> WHAT NEEDS TO BE DONE
The entries that follow must be given again exactly, with no pictures kept.

> EXERCISE DATA

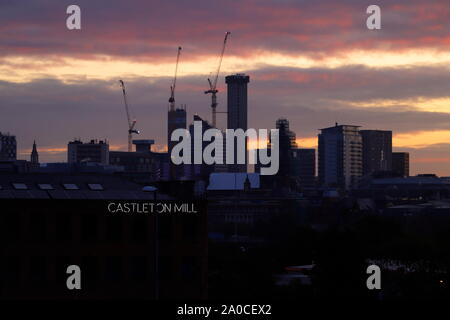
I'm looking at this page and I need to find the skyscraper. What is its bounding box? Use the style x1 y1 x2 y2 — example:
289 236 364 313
226 74 249 172
0 132 17 161
226 74 249 131
318 124 362 190
273 118 297 176
167 105 186 179
360 130 392 175
392 152 410 177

> ANSWER AREA
I'm looking at this page and I need to find the skyscraper. What is its bounding box? Use the style x1 y1 x2 y2 — example:
289 236 364 313
226 74 249 172
0 132 17 161
226 74 249 131
318 124 362 190
273 118 297 176
167 105 186 179
360 130 392 175
392 152 410 177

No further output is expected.